== Directions ==
Arrange the stretch of lines from the one containing "the green foliage, then report the bounding box." through the one containing "[177,90,1003,886]" as a numbered list, leaving out blank lines. Include no other lines.

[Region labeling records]

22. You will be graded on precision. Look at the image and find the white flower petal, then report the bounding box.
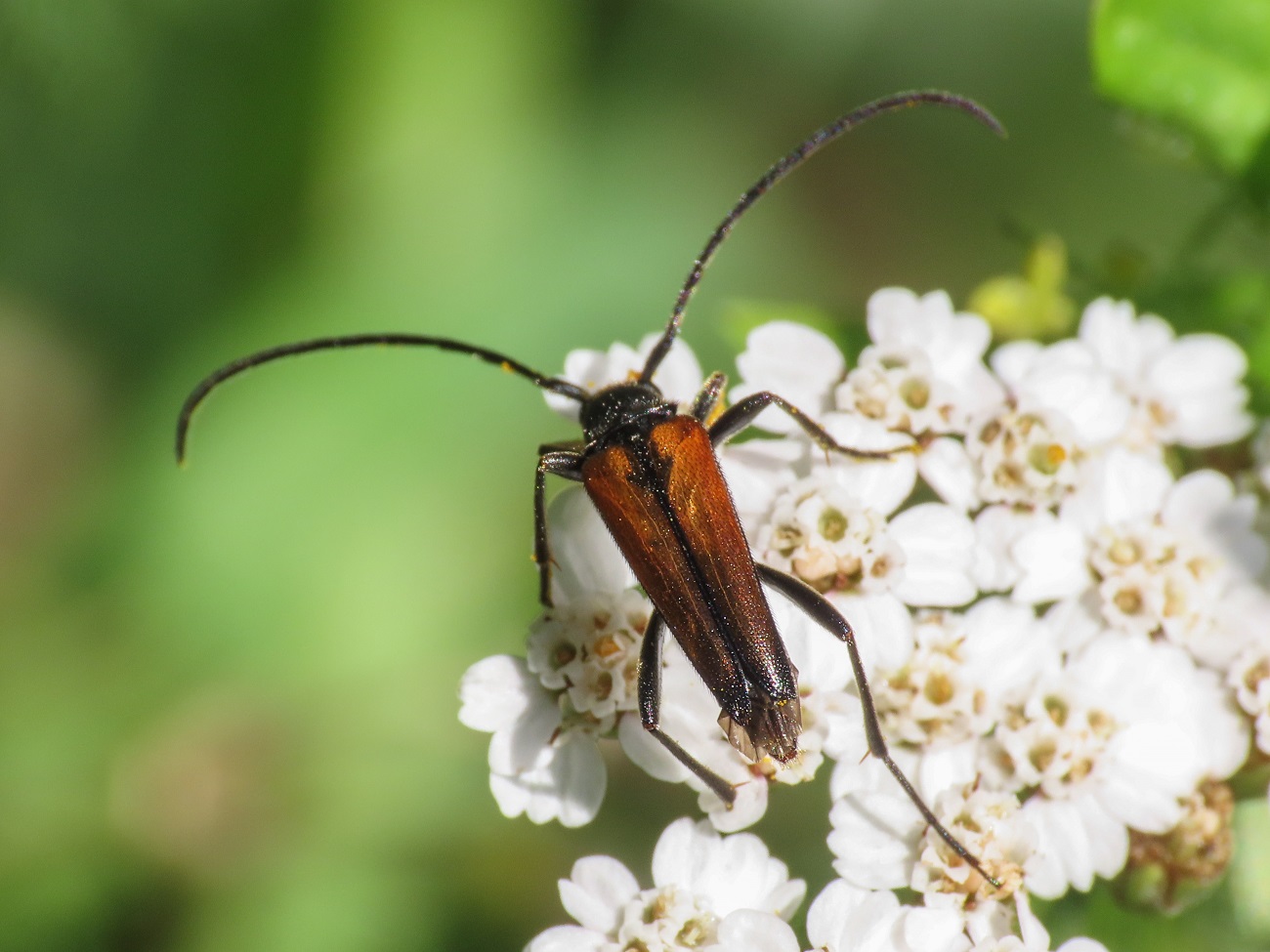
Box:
[458,655,543,732]
[525,926,610,952]
[547,486,635,601]
[714,909,799,952]
[889,503,978,606]
[917,436,979,512]
[560,855,639,934]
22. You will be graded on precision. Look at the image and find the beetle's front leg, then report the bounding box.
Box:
[710,390,911,460]
[533,444,581,608]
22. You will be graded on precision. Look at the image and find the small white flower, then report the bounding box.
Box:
[729,321,847,435]
[807,880,969,952]
[1227,642,1270,754]
[974,505,1092,604]
[992,340,1130,451]
[756,464,975,605]
[1080,297,1252,449]
[458,655,606,826]
[1063,451,1267,668]
[834,288,1004,435]
[910,787,1037,905]
[965,407,1083,508]
[983,636,1248,897]
[529,819,807,952]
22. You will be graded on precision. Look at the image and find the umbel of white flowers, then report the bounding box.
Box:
[460,288,1270,952]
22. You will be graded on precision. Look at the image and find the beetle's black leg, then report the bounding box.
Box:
[754,562,1000,889]
[690,371,728,423]
[710,390,910,460]
[533,445,581,608]
[639,610,737,807]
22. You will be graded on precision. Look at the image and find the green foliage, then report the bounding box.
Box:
[1092,0,1270,193]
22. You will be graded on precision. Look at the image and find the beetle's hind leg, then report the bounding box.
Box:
[639,610,737,807]
[754,562,1000,889]
[710,390,911,460]
[533,443,581,608]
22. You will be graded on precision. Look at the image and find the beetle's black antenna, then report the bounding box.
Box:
[177,334,587,464]
[639,89,1006,384]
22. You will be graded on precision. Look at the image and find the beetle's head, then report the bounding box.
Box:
[578,381,674,443]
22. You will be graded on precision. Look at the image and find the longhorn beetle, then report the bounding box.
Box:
[177,90,1003,886]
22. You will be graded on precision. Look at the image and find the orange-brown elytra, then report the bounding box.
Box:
[177,90,1002,885]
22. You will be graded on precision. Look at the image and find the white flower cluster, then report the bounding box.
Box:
[460,289,1270,952]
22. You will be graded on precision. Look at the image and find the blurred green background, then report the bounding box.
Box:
[0,0,1270,952]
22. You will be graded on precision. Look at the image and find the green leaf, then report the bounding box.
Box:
[1093,0,1270,175]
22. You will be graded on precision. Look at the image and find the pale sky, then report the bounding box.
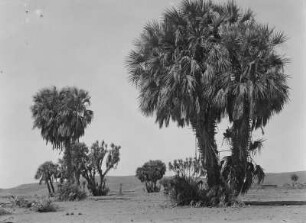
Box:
[0,0,306,188]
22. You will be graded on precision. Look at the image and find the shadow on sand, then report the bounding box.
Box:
[244,201,306,206]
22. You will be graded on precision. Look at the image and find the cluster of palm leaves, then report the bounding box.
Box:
[127,0,288,199]
[31,87,93,181]
[34,161,59,195]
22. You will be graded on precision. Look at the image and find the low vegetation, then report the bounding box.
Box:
[31,199,58,212]
[136,160,166,193]
[56,182,87,201]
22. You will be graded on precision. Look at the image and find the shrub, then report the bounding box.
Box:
[31,199,58,212]
[81,141,121,196]
[167,158,236,206]
[136,160,166,193]
[11,196,32,208]
[168,175,207,206]
[57,183,87,201]
[0,208,11,216]
[159,177,172,195]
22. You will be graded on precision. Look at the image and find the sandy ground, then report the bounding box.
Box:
[0,189,306,223]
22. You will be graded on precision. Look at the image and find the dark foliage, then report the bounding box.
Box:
[80,141,121,196]
[136,160,166,193]
[56,183,87,201]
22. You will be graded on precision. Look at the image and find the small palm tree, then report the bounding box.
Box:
[127,0,253,187]
[34,161,58,195]
[217,13,289,193]
[290,173,299,186]
[31,87,93,182]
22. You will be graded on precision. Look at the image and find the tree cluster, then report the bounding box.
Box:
[136,160,166,193]
[31,87,120,196]
[127,0,288,202]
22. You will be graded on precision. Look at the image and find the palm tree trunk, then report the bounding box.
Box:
[193,112,220,188]
[46,179,51,194]
[65,141,74,184]
[49,178,55,193]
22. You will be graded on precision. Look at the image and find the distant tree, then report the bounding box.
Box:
[136,160,166,193]
[31,87,93,182]
[127,0,289,201]
[60,142,89,186]
[34,161,58,195]
[81,141,121,196]
[290,173,299,186]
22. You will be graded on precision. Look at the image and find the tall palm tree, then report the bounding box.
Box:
[127,0,253,187]
[31,87,93,182]
[34,161,58,195]
[216,16,288,193]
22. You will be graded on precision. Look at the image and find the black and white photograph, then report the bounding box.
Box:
[0,0,306,223]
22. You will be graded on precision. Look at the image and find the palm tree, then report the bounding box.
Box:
[127,0,256,187]
[34,161,58,195]
[216,14,288,193]
[31,87,93,182]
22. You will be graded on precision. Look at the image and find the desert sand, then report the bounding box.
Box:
[0,181,306,223]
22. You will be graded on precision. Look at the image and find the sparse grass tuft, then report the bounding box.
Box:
[31,199,58,212]
[57,183,87,201]
[0,208,11,216]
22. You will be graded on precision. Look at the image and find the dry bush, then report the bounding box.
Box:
[56,183,87,201]
[0,208,11,216]
[31,199,58,212]
[11,196,33,208]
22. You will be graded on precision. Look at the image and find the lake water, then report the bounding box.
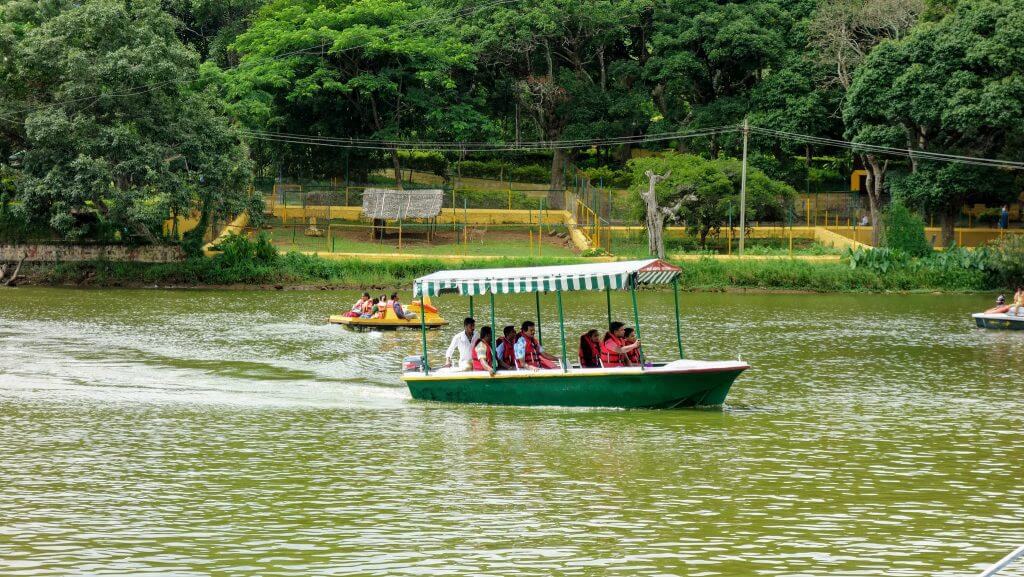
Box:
[0,288,1024,576]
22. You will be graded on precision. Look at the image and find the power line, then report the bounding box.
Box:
[235,126,738,153]
[751,126,1024,170]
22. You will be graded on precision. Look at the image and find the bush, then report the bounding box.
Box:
[882,202,932,256]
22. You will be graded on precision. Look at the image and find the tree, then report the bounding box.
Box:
[226,0,490,186]
[630,153,797,246]
[809,0,925,246]
[645,0,793,158]
[9,0,251,242]
[845,0,1024,245]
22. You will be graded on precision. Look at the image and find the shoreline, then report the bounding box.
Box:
[4,253,1005,294]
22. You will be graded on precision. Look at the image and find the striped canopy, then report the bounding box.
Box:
[413,258,682,296]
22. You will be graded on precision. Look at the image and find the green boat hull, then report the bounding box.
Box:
[404,367,746,409]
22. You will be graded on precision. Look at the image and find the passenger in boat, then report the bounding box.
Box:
[391,292,417,321]
[580,329,601,369]
[472,327,495,376]
[495,325,519,371]
[623,327,643,367]
[359,298,380,319]
[985,287,1024,315]
[515,321,558,370]
[342,292,370,318]
[601,321,640,368]
[444,317,476,371]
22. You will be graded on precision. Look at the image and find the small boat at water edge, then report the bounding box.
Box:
[328,296,447,331]
[971,313,1024,331]
[401,259,750,409]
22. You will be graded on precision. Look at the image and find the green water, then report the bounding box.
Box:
[0,288,1024,576]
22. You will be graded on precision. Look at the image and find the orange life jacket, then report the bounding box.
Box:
[626,343,640,367]
[471,340,495,371]
[601,333,626,368]
[578,336,601,369]
[498,336,518,367]
[516,332,541,367]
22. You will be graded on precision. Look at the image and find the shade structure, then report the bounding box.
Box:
[413,258,682,296]
[362,189,444,220]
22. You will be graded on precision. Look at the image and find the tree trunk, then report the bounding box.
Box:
[863,155,889,246]
[548,149,566,208]
[391,150,404,191]
[640,170,672,258]
[942,206,958,247]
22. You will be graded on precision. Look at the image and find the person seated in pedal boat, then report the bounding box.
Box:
[359,298,379,319]
[342,292,370,319]
[985,287,1024,315]
[623,327,642,367]
[472,327,495,376]
[444,317,477,371]
[391,292,418,321]
[495,325,519,371]
[579,329,601,369]
[515,321,559,370]
[601,321,640,369]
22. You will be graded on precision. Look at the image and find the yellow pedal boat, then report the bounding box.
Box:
[329,296,447,331]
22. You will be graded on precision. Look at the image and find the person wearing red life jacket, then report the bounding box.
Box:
[601,321,640,369]
[623,327,642,367]
[472,327,495,376]
[515,321,558,371]
[495,325,519,371]
[580,329,601,369]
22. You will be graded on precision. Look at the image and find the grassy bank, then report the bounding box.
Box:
[19,253,1002,292]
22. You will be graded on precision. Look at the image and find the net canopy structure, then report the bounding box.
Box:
[362,189,444,220]
[413,258,682,296]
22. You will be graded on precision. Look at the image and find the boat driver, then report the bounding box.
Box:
[444,317,477,371]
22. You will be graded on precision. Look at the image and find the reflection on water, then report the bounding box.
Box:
[0,289,1024,576]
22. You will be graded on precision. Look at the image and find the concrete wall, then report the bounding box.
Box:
[0,244,185,262]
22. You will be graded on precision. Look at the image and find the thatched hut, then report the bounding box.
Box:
[362,189,444,237]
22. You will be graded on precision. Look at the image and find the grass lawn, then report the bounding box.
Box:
[611,233,842,258]
[256,220,575,257]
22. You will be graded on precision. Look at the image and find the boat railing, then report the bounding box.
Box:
[978,545,1024,577]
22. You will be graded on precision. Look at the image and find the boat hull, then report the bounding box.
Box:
[972,313,1024,331]
[402,361,749,409]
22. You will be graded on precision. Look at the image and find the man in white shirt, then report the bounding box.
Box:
[444,317,476,371]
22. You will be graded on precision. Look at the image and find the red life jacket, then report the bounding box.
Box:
[519,332,541,367]
[498,336,517,367]
[626,346,640,367]
[471,340,495,371]
[601,333,626,368]
[579,337,601,369]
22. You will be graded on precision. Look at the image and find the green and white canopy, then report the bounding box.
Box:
[413,258,682,296]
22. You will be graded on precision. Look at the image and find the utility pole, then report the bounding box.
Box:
[739,116,751,256]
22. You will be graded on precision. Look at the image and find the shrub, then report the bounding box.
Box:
[882,202,932,256]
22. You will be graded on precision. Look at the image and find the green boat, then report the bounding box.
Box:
[401,259,750,409]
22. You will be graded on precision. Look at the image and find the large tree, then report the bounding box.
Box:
[845,0,1024,244]
[227,0,489,186]
[630,153,797,245]
[8,0,251,242]
[809,0,925,246]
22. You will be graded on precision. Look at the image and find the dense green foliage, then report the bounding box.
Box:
[0,0,1024,248]
[629,153,796,244]
[882,202,932,256]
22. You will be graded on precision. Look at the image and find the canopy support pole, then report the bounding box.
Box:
[604,287,611,327]
[672,275,686,359]
[490,291,499,371]
[534,291,544,345]
[555,289,569,373]
[420,291,430,376]
[630,273,644,369]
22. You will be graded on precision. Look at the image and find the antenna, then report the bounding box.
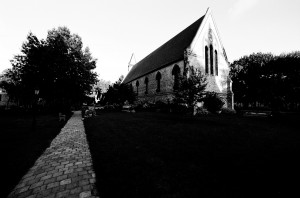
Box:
[128,53,136,71]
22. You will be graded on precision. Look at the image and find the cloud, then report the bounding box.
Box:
[229,0,259,18]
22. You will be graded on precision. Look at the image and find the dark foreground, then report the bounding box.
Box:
[0,112,66,197]
[85,113,300,198]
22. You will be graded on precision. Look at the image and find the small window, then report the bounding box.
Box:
[209,45,214,75]
[155,72,161,92]
[205,46,208,74]
[172,65,180,90]
[145,77,149,94]
[135,80,140,95]
[215,50,219,76]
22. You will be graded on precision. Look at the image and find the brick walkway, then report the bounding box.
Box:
[9,111,98,198]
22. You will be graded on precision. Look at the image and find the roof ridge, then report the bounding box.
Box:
[123,15,205,83]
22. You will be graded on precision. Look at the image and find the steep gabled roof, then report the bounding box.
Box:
[123,15,205,83]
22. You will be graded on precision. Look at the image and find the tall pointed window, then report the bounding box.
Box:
[215,50,219,76]
[155,72,161,92]
[135,80,140,95]
[172,65,180,90]
[209,45,214,75]
[145,77,149,94]
[205,46,208,74]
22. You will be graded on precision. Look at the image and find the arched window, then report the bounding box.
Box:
[215,50,219,76]
[209,45,214,75]
[145,77,149,94]
[155,72,161,92]
[205,46,208,74]
[135,80,140,95]
[172,65,180,90]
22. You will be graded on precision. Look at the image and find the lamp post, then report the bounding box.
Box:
[32,88,40,132]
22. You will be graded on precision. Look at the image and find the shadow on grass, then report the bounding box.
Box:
[85,113,300,198]
[0,111,69,197]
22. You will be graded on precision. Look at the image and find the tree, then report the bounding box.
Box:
[104,75,136,105]
[230,52,300,108]
[5,27,97,111]
[173,66,207,110]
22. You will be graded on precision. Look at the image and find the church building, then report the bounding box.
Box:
[123,8,233,109]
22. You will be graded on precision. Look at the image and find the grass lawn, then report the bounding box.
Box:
[85,112,300,198]
[0,112,66,197]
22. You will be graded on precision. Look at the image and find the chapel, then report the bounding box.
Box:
[123,8,233,109]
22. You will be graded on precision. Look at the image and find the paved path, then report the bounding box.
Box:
[9,111,98,198]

== Task output ==
1. 22. You will be graded on precision. Look at the image and find the green foliage, then report the bounding box.
2. Box:
3. [1092,0,1270,193]
4. 22. You will be graded on precision. Look at the image and find the beetle's hind leg, then report the bounding box.
5. Box:
6. [639,610,737,807]
7. [754,562,1000,889]
8. [710,390,911,460]
9. [533,443,581,608]
10. 22. You will be graded on precision. Look at the image and find the beetle's black antenna, then report the bounding box.
11. Box:
12. [177,334,587,464]
13. [639,89,1006,384]
14. 22. You will be graded on precision. Look at the image and find the beetle's head, then report the bounding box.
15. Box:
16. [578,381,674,443]
17. 22. You will be graded on precision. Look at the image and find the longhorn beetle, then report the bounding box.
18. Box:
19. [177,90,1003,886]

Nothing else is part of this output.